[Begin Available records]

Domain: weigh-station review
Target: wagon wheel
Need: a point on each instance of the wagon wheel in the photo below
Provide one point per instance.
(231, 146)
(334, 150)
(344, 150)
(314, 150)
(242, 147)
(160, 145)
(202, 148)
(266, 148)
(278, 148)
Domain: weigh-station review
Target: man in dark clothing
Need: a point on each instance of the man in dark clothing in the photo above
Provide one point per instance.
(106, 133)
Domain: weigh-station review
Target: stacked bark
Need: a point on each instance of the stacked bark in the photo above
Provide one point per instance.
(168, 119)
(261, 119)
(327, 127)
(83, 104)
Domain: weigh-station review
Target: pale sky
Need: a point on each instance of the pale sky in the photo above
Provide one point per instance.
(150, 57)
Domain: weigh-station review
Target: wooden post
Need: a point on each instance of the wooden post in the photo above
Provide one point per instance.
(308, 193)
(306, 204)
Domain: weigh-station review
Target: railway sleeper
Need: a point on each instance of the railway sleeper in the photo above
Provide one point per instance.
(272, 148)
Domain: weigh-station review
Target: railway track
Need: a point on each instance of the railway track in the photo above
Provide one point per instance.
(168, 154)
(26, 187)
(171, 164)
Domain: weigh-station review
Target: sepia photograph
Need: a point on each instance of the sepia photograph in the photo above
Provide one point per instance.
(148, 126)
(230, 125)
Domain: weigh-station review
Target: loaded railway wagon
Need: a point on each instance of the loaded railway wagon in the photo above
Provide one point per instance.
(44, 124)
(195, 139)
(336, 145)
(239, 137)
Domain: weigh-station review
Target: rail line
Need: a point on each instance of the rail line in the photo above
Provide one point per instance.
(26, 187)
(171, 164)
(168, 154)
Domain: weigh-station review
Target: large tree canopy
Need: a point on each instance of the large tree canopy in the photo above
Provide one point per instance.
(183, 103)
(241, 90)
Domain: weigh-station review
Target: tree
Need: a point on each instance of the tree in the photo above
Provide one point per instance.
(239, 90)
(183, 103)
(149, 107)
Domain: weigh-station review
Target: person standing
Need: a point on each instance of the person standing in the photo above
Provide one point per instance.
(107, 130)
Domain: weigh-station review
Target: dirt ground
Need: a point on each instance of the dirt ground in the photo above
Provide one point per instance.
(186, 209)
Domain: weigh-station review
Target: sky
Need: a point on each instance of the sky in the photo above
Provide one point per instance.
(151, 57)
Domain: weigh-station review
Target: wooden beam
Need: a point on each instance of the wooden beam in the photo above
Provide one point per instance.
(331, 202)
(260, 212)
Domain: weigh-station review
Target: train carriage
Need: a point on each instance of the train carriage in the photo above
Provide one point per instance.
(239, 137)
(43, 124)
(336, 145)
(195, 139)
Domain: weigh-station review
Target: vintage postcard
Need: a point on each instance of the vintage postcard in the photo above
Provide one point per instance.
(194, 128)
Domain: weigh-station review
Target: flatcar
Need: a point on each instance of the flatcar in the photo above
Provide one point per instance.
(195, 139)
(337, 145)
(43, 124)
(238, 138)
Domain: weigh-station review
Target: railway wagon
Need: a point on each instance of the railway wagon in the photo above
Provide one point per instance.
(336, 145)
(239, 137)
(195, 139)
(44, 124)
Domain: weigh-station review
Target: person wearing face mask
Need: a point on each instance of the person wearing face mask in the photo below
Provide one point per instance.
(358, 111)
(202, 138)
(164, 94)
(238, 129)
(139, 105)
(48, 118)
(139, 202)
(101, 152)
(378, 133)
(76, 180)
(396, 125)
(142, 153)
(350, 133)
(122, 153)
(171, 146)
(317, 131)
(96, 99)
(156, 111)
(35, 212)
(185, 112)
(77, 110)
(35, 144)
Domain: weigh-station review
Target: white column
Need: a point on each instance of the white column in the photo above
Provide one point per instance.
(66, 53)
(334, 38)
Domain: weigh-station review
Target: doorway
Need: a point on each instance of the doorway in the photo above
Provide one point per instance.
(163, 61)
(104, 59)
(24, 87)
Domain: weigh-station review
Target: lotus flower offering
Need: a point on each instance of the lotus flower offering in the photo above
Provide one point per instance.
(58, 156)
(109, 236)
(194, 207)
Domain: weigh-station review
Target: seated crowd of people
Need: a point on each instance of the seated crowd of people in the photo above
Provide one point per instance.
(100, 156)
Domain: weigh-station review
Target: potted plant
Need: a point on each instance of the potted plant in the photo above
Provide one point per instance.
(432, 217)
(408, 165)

[End Available records]

The exercise — Give an exact copy of all the data shown above.

Result —
Domain: weigh-station review
Target: wagon wheel
Need: a point on each instance of the wagon wheel in the photo below
Provide one point per instance.
(231, 146)
(334, 150)
(344, 150)
(314, 150)
(242, 147)
(160, 145)
(202, 148)
(266, 148)
(278, 148)
Domain: weigh-station review
Target: man in dark clothing
Need: a point on each instance of the man in dark clothing in the photo above
Provide one point per instance.
(106, 133)
Domain: weigh-station review
Target: stacked bark
Need: a point on each instance of the stacked bark in the photo above
Provide one point per instance.
(168, 119)
(261, 119)
(327, 127)
(83, 104)
Domain: weigh-station review
Target: pale sky
Need: a point on each instance of the pale sky in the photo above
Provide one point per instance.
(150, 57)
Domain: weigh-station review
Target: wooden post
Need: a point on each instance of the wooden post in the photo above
Provide one point per instance.
(308, 193)
(306, 204)
Domain: weigh-station review
Target: railway sleeper
Need: a point on each instance of the railway sleeper in the photo above
Provide one point per instance.
(272, 148)
Domain: weigh-station review
Target: railway track
Need: a point on each instance of the railway track in the photo above
Provide one point per instance.
(168, 154)
(26, 187)
(171, 164)
Domain: weigh-station review
Target: sepia photograph
Need: a point on each instance of the sepia photograph in the photo above
Provide one point per instance.
(148, 126)
(230, 125)
Domain: weigh-station review
Target: loaded railway wagon
Need: a point on each instance of the loaded railway wagon in the photo above
Provide one point per instance.
(44, 124)
(195, 139)
(336, 145)
(239, 137)
Domain: weigh-station review
Target: rail line
Need: a point on each instance of the rail line in the photo above
Provide one point per instance.
(26, 187)
(171, 164)
(168, 154)
Domain: weigh-station review
Target: large tree canopy
Need: a point on each instance of the large tree canopy in the photo above
Provide one point per instance.
(183, 103)
(241, 90)
Domain: weigh-station review
Target: tree
Need: a point on each instance of the tree in the photo above
Provide one point per instance.
(239, 90)
(183, 103)
(149, 107)
Domain: weigh-station review
Target: person standing
Need: a point on each instance of the person standing in the photo above
Provide one point per instance.
(107, 130)
Domain: weigh-station review
Target: dirt ground
Need: a point on each instance of the dirt ground in the photo above
Provide one point per instance.
(186, 209)
Domain: weigh-station review
Target: sky
Need: a point on each instance of the sky in the photo above
Provide one point per instance.
(151, 57)
Domain: weigh-station review
Target: wooden beam
Need: a point on each instance of the wooden beam in the photo above
Provide one point per instance.
(331, 202)
(260, 212)
Domain: weigh-station review
Target: train carriage
Need: a point on each instance of the train carriage in the photo above
Provide one point per instance.
(239, 137)
(43, 124)
(336, 145)
(195, 139)
Domain: weigh-station review
Target: vintage postcard
Need: a point on each instance of the vintage postcard in the photo above
Provide one point per instance.
(194, 128)
Domain: weigh-station review
Target: flatcar
Need: a point on each instance of the flatcar in the photo above
Provide one point per instance.
(195, 139)
(337, 145)
(43, 124)
(238, 138)
Domain: weigh-station review
Target: railway wagon
Need: a point on each instance of the railway wagon in the photo above
Provide one point per instance.
(336, 145)
(239, 137)
(195, 139)
(44, 124)
Domain: weigh-station review
Target: person wearing face mask
Need: a point on each instance of the person wearing face mask in the photo below
Provide one point per instance.
(358, 111)
(202, 138)
(164, 94)
(238, 129)
(139, 105)
(48, 118)
(139, 202)
(101, 152)
(378, 133)
(76, 180)
(396, 125)
(142, 153)
(350, 133)
(122, 153)
(171, 146)
(317, 131)
(96, 99)
(156, 111)
(35, 212)
(185, 112)
(77, 110)
(35, 144)
Domain: weigh-station review
Target: white column
Need: a point on each instance of the white column in the photo above
Provide one point per instance.
(66, 53)
(334, 38)
Domain: weigh-station review
Target: doorway
Need: a point on each instance of the doorway in the photo above
Provide one point per instance.
(163, 61)
(104, 59)
(24, 87)
Domain: weigh-station review
Target: lotus flower offering
Need: a point on each instance of the lotus flower offering in the photo above
Provide one point per instance.
(58, 156)
(109, 236)
(194, 207)
Domain: weigh-station review
Target: seated crowd of people
Need: a point on each instance of the seated crowd of people in the photo above
Provide one point per instance.
(100, 156)
Domain: weigh-station review
Target: potted plant
Need: a point on each instance of the potted plant in the photo above
Provide one point per instance.
(432, 217)
(408, 165)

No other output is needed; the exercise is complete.